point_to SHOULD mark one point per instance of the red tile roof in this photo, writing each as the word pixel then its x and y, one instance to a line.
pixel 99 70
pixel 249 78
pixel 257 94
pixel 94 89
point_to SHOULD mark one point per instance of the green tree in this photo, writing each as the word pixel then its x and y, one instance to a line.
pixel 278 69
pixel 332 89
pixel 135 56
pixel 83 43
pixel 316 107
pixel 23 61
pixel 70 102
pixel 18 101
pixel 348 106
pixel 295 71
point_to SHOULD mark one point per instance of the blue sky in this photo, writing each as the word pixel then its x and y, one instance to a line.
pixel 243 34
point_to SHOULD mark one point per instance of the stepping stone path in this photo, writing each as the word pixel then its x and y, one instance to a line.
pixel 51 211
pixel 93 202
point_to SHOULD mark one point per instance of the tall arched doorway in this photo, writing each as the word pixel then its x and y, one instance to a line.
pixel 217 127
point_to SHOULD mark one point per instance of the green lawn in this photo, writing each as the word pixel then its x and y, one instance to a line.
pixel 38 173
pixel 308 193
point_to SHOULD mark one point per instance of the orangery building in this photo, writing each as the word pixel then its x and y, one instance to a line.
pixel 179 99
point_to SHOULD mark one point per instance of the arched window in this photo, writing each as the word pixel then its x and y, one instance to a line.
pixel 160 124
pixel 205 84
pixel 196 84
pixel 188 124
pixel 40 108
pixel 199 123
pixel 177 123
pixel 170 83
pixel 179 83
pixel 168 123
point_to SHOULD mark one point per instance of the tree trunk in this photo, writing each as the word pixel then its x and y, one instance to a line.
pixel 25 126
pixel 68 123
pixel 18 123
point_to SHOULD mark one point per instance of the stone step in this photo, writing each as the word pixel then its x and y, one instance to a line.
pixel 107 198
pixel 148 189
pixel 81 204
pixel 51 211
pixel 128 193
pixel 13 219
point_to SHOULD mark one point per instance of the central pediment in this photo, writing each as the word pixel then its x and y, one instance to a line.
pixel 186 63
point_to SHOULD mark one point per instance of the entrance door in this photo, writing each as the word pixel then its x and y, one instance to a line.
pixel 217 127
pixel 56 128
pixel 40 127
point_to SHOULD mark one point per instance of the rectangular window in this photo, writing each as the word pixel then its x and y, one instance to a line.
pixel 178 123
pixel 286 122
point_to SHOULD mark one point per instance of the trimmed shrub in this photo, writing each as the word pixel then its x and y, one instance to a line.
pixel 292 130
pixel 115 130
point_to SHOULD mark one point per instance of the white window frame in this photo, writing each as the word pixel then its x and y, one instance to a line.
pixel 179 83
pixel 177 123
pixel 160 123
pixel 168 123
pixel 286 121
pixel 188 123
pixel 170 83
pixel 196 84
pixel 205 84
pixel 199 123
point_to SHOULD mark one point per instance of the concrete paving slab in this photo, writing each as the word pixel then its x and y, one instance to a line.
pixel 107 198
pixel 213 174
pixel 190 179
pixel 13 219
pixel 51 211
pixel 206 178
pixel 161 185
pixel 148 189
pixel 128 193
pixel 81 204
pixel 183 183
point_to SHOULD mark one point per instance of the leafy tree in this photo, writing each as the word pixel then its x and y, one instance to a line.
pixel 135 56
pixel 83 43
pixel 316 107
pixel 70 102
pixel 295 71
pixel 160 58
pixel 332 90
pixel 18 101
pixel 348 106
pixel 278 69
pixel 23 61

════════════════════

_Description of the task:_
Set down word for word the stretch of the rows above that opens with the line containing "point_to SHOULD mark one point per instance of the entrance" and closes with the line containing "pixel 286 122", including both of those lines.

_Answer for this exercise:_
point_to SHOULD mark one point per instance of the entrance door in this photo, writing each as the word pixel then its x and y, one instance to a line.
pixel 217 127
pixel 56 128
pixel 40 127
point_to SHOULD mark one point per instance of the rectangular window in this photo, writing each as the word pixel then its x and y, one instance to a line.
pixel 178 123
pixel 286 122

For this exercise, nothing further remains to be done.